# Start of Excerpt provided
We also encourage precision interaction with the environment. For instance, we might have a student practice walking through a doorway without touching, with the door closed more and more to narrow the gap, or having a student locate the exact position of a thin pole, and reach out to touch it without fishing for it. We also work on maintaining orientation and connectedness with surfaces in complex spaces. A good example of this is moving diagonally from one corner to another across a very large room, like an auditorium or gym. They learn to hear the corner opening up behind them, while closing in before them, and keeping their line between the two. The world is not made of squares and right angles, but of angles and curves. This exercise helps stimulate the ability to process nonlinear space. It is surprisingly difficult for many students, but surprisingly easy for others. Once this task is mastered, we place obstacles to be negotiated while still maintaining orientation.
Freedom to Explore
Ultimately, we support students to be able to orient themselves and travel confidently through any space, familiar or not. We practice finding and establishing the relative locations of objects and reference points in a complex environment, such as a park or college campus. The students walk through the area, keeping track of their location with respect to things they can hear and echolocate. They are discouraged from staying on paths, but urged to venture across open spaces. We find and map objects and features until the space is learned. Active echolocation makes this process go much faster.
# End of Excerpt provided
# Start of Records shown
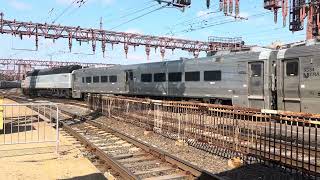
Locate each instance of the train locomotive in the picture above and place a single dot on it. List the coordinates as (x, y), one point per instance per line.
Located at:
(286, 79)
(10, 84)
(55, 81)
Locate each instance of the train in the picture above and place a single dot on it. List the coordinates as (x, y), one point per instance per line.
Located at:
(285, 79)
(9, 84)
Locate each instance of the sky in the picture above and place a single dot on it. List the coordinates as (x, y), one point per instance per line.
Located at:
(259, 29)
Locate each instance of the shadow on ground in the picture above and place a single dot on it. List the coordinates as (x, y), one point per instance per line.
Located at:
(258, 172)
(95, 176)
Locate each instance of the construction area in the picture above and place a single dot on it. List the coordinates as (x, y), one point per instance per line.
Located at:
(176, 102)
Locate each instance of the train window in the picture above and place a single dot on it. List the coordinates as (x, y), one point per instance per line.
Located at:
(256, 70)
(192, 76)
(96, 79)
(113, 79)
(146, 77)
(292, 68)
(159, 77)
(212, 76)
(175, 77)
(104, 79)
(88, 79)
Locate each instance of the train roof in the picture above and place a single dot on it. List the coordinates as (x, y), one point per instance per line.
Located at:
(54, 70)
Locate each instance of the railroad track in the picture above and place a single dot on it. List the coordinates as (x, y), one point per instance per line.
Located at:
(131, 158)
(128, 157)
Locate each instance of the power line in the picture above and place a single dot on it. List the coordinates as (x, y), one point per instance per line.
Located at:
(64, 11)
(126, 22)
(134, 12)
(216, 23)
(80, 4)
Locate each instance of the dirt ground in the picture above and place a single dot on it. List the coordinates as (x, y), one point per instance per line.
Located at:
(39, 160)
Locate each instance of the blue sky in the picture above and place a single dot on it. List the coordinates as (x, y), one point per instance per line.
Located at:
(257, 30)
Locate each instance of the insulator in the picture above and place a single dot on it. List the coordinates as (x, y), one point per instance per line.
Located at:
(37, 38)
(94, 46)
(275, 12)
(70, 41)
(162, 52)
(230, 6)
(148, 52)
(237, 9)
(318, 20)
(126, 50)
(1, 22)
(196, 54)
(103, 46)
(225, 7)
(284, 11)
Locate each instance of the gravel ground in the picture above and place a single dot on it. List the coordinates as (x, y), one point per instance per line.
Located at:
(212, 163)
(74, 109)
(195, 156)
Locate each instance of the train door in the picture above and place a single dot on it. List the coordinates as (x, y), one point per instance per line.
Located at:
(291, 85)
(256, 84)
(129, 81)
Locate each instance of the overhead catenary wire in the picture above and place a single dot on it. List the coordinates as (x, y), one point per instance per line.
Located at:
(64, 11)
(217, 23)
(134, 12)
(80, 4)
(138, 17)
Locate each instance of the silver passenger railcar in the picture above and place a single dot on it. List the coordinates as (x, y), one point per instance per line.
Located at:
(55, 81)
(10, 84)
(242, 78)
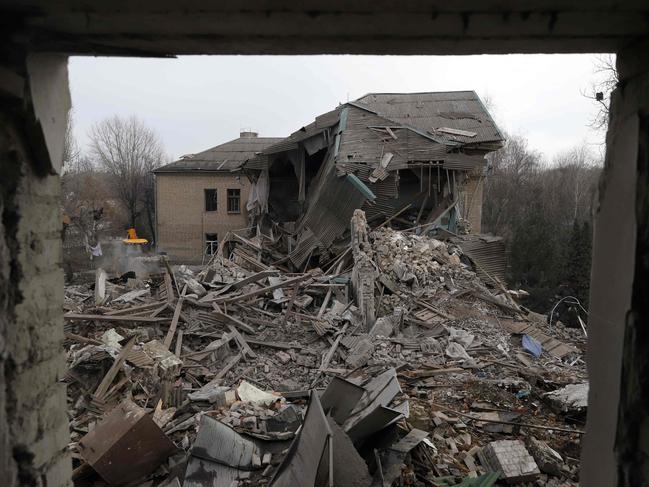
# End of Records shown
_Goal_:
Please extend the passage on echolocation and orientation training, picking up after its final sentence.

_Final result_:
The most important thing is to allow and encourage blind children to explore their environment without constantly supervising their every move or structuring all of their activities. It is important that they often direct their own movements, not relying strictly on direction from others. The occasional hint is nice, but spoon-feeding our kids all the answers is debilitating; it breaks down the perceptual system. We must remember that the brain is like a muscle. It only gets stronger with self-directed exercise. The earlier this happens in a child's life, the more comfortable and friendly will the child's relationship become with the environment.
The mother of a boy we have worked with wrote to us about her son's progress. I quote from her letter:
"My youngest son, Justin, totally blind, is five ... we introduced Justin to a white cane when he was eighteen months old, ... [and] he ... processes the information he gains from it very effectively. Justin is a very active, outgoing fellow who loves socializing and sports of any kind. ... the work [Daniel] has done with Justin has had tremendous results. ... Walls are easy for Justin to hear. He has moved on to identify parked cars, store displays, other solid objects like newspaper boxes, bushes, and more, all with the click of his tongue. ... If I ask Justin to go and find a ... solid object that doesn't make noise, he will click his tongue and ... set off in that direction. As he nears it, he will actually pick up speed and become more confident. ... He can then stop short of it. ... The delight on his face when ... he discovers what he has found is unparalleled. ... The other day my husband asked Justin to tell him when the type of fence changed along the street. ... Clicking his tongue, Justin could tell him when the fence changed from brick to wrought iron. ... we had seen Justin using echolocation on his own as a toddler. ... I'm not sure how much Justin knew what he was doing, or how much further he would have taken it. I know that I have heard a lot of blind adults say that they use echolocation to some degree. ... But in Justin's case, with structured training, his potential in this area is being drawn out and he is learning to use echolocation more effectively than he would have otherwise. ...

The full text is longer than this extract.